_Request:_ Starting at the beginning of the entries and ending at the line that contains "Expression: concrete bollard", write those lines out again with "referring expression" renamed to "text query" and nothing else changed. Leave the pictures out.

::: Provided material :::

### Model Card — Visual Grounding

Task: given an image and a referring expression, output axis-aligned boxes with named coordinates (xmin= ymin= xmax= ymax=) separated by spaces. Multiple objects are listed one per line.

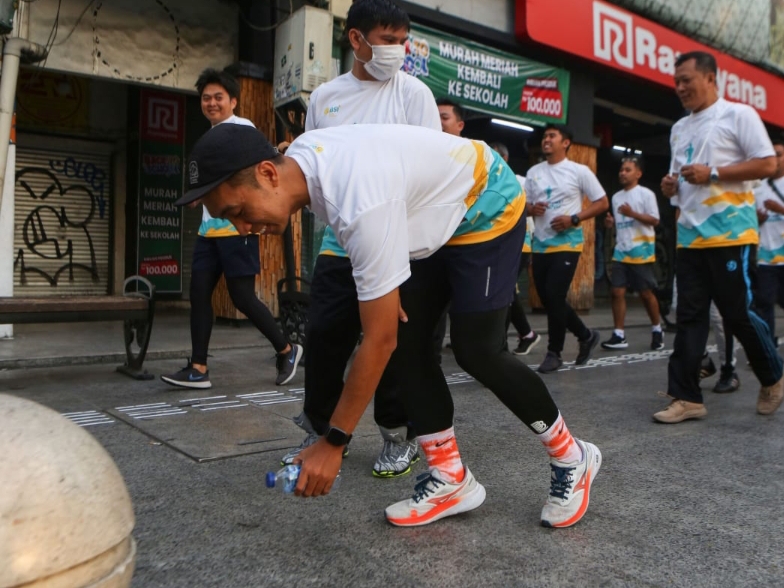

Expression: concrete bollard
xmin=0 ymin=394 xmax=136 ymax=588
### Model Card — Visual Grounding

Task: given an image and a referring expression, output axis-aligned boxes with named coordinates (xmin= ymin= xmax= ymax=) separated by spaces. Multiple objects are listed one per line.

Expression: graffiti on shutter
xmin=14 ymin=149 xmax=111 ymax=296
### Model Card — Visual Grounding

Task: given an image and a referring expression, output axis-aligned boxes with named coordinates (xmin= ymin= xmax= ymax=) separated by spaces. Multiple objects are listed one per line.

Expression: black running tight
xmin=191 ymin=270 xmax=288 ymax=365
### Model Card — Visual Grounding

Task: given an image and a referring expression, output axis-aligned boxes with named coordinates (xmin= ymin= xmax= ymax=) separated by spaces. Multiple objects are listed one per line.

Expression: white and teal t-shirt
xmin=670 ymin=98 xmax=775 ymax=249
xmin=199 ymin=114 xmax=256 ymax=238
xmin=286 ymin=124 xmax=525 ymax=301
xmin=305 ymin=71 xmax=441 ymax=257
xmin=525 ymin=159 xmax=607 ymax=253
xmin=754 ymin=178 xmax=784 ymax=265
xmin=612 ymin=185 xmax=659 ymax=263
xmin=515 ymin=174 xmax=534 ymax=253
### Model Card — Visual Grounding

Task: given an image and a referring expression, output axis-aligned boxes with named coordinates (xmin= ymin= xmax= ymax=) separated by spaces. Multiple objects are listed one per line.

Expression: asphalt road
xmin=0 ymin=328 xmax=784 ymax=588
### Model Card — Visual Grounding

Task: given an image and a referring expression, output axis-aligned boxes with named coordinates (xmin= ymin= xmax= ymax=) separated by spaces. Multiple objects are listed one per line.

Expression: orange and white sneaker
xmin=385 ymin=468 xmax=485 ymax=527
xmin=542 ymin=439 xmax=602 ymax=528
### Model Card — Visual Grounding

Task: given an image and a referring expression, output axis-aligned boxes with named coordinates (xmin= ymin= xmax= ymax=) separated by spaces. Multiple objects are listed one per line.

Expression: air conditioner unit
xmin=273 ymin=6 xmax=333 ymax=108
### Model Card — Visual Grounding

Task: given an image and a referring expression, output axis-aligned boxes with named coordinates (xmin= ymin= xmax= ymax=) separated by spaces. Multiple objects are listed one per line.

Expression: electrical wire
xmin=52 ymin=0 xmax=95 ymax=47
xmin=237 ymin=0 xmax=294 ymax=33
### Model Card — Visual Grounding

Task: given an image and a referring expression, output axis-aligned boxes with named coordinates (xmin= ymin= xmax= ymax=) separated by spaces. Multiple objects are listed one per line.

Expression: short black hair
xmin=621 ymin=155 xmax=645 ymax=172
xmin=436 ymin=98 xmax=465 ymax=121
xmin=345 ymin=0 xmax=411 ymax=35
xmin=675 ymin=51 xmax=718 ymax=75
xmin=544 ymin=123 xmax=574 ymax=143
xmin=196 ymin=67 xmax=240 ymax=100
xmin=488 ymin=141 xmax=509 ymax=157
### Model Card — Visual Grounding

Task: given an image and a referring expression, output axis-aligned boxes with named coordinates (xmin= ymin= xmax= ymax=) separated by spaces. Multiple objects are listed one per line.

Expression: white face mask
xmin=354 ymin=36 xmax=406 ymax=82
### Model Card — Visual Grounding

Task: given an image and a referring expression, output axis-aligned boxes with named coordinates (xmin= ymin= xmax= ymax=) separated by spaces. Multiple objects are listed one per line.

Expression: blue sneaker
xmin=275 ymin=343 xmax=303 ymax=386
xmin=161 ymin=358 xmax=212 ymax=389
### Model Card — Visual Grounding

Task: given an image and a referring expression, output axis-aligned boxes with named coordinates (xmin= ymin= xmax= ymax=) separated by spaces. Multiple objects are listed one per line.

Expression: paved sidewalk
xmin=0 ymin=298 xmax=676 ymax=369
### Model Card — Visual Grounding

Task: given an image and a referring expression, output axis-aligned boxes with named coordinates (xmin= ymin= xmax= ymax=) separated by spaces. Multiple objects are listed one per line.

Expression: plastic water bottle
xmin=266 ymin=464 xmax=340 ymax=494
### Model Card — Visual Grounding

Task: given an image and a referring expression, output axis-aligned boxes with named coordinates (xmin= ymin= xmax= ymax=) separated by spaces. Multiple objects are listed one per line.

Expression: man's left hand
xmin=550 ymin=214 xmax=574 ymax=233
xmin=681 ymin=163 xmax=710 ymax=184
xmin=294 ymin=437 xmax=343 ymax=497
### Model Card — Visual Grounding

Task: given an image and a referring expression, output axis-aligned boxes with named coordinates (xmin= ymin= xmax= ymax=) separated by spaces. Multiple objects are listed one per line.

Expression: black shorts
xmin=610 ymin=261 xmax=657 ymax=292
xmin=191 ymin=235 xmax=261 ymax=278
xmin=401 ymin=215 xmax=525 ymax=313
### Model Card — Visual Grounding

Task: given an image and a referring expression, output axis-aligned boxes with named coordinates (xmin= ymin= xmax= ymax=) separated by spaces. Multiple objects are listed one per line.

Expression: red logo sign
xmin=516 ymin=0 xmax=784 ymax=126
xmin=520 ymin=78 xmax=563 ymax=118
xmin=141 ymin=90 xmax=185 ymax=143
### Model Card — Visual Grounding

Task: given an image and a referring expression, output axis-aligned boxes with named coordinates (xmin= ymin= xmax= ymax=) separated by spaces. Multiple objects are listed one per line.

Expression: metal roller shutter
xmin=14 ymin=146 xmax=112 ymax=296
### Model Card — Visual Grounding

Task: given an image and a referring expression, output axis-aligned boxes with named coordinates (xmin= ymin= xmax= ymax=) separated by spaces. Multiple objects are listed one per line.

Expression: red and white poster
xmin=515 ymin=0 xmax=784 ymax=127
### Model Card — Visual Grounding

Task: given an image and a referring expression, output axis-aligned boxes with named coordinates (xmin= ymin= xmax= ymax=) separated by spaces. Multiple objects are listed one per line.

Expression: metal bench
xmin=0 ymin=276 xmax=155 ymax=380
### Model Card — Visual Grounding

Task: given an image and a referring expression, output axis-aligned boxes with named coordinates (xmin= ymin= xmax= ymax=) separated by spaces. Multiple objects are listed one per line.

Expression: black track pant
xmin=305 ymin=255 xmax=408 ymax=433
xmin=191 ymin=269 xmax=288 ymax=365
xmin=391 ymin=240 xmax=558 ymax=435
xmin=667 ymin=245 xmax=782 ymax=403
xmin=755 ymin=265 xmax=784 ymax=341
xmin=506 ymin=253 xmax=531 ymax=337
xmin=531 ymin=251 xmax=591 ymax=355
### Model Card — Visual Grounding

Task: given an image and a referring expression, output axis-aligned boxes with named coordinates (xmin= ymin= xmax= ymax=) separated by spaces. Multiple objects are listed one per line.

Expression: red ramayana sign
xmin=516 ymin=0 xmax=784 ymax=127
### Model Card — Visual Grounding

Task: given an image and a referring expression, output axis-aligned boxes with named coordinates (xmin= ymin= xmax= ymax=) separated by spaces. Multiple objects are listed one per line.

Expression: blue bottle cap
xmin=267 ymin=472 xmax=277 ymax=488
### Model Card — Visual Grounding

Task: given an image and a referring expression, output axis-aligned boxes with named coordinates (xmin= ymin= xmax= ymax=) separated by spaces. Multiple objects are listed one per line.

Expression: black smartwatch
xmin=324 ymin=427 xmax=351 ymax=447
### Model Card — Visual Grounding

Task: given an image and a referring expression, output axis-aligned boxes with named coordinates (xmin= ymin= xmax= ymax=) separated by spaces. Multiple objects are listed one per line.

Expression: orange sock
xmin=417 ymin=427 xmax=465 ymax=484
xmin=538 ymin=413 xmax=583 ymax=463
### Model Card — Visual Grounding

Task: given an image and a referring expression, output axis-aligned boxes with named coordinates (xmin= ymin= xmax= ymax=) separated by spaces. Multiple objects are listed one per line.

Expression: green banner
xmin=403 ymin=25 xmax=569 ymax=126
xmin=138 ymin=89 xmax=185 ymax=292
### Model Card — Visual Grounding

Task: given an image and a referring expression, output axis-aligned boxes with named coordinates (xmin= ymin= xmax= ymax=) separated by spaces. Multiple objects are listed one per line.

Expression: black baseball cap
xmin=175 ymin=123 xmax=279 ymax=206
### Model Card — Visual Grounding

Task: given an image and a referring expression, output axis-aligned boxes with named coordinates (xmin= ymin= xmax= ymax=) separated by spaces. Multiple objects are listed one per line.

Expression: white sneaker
xmin=385 ymin=468 xmax=485 ymax=527
xmin=542 ymin=439 xmax=602 ymax=528
xmin=373 ymin=427 xmax=419 ymax=478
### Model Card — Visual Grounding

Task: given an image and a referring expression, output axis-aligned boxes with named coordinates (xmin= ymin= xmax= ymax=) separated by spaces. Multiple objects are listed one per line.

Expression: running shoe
xmin=161 ymin=358 xmax=212 ymax=389
xmin=275 ymin=343 xmax=303 ymax=386
xmin=384 ymin=468 xmax=485 ymax=527
xmin=653 ymin=397 xmax=708 ymax=424
xmin=537 ymin=351 xmax=563 ymax=374
xmin=542 ymin=439 xmax=602 ymax=528
xmin=280 ymin=412 xmax=348 ymax=466
xmin=713 ymin=366 xmax=740 ymax=394
xmin=651 ymin=331 xmax=664 ymax=351
xmin=757 ymin=378 xmax=784 ymax=414
xmin=602 ymin=333 xmax=629 ymax=349
xmin=373 ymin=427 xmax=419 ymax=478
xmin=700 ymin=353 xmax=716 ymax=380
xmin=574 ymin=329 xmax=601 ymax=365
xmin=512 ymin=333 xmax=542 ymax=355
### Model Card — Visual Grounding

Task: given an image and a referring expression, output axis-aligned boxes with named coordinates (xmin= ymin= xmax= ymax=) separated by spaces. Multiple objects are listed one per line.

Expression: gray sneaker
xmin=280 ymin=412 xmax=348 ymax=466
xmin=373 ymin=427 xmax=419 ymax=478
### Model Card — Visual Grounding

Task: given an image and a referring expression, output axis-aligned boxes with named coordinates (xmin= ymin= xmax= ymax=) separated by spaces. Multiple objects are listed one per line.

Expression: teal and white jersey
xmin=286 ymin=125 xmax=525 ymax=301
xmin=670 ymin=98 xmax=775 ymax=249
xmin=525 ymin=159 xmax=607 ymax=253
xmin=754 ymin=177 xmax=784 ymax=265
xmin=612 ymin=185 xmax=659 ymax=263
xmin=305 ymin=71 xmax=441 ymax=257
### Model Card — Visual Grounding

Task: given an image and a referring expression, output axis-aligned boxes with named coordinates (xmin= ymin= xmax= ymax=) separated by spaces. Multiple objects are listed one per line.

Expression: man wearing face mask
xmin=281 ymin=0 xmax=441 ymax=478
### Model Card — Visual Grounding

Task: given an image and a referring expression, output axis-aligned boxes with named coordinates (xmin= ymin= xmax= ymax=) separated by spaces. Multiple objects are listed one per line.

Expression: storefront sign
xmin=516 ymin=0 xmax=784 ymax=126
xmin=403 ymin=26 xmax=569 ymax=125
xmin=137 ymin=90 xmax=185 ymax=292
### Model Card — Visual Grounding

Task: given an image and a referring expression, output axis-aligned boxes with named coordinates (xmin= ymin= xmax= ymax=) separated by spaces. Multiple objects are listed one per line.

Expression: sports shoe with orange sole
xmin=385 ymin=468 xmax=485 ymax=527
xmin=542 ymin=439 xmax=602 ymax=528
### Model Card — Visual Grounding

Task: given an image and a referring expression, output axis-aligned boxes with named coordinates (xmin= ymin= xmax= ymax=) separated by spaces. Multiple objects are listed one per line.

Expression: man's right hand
xmin=531 ymin=202 xmax=547 ymax=216
xmin=661 ymin=174 xmax=678 ymax=198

:::

_Result of this task:_
### Model Card — Visual Grounding

Task: given an image and a text query, output axis-aligned boxes with named coordinates (xmin= ymin= xmax= ymax=) separated by spaces. Multiple objects are listed one per line.


Expression: concrete bollard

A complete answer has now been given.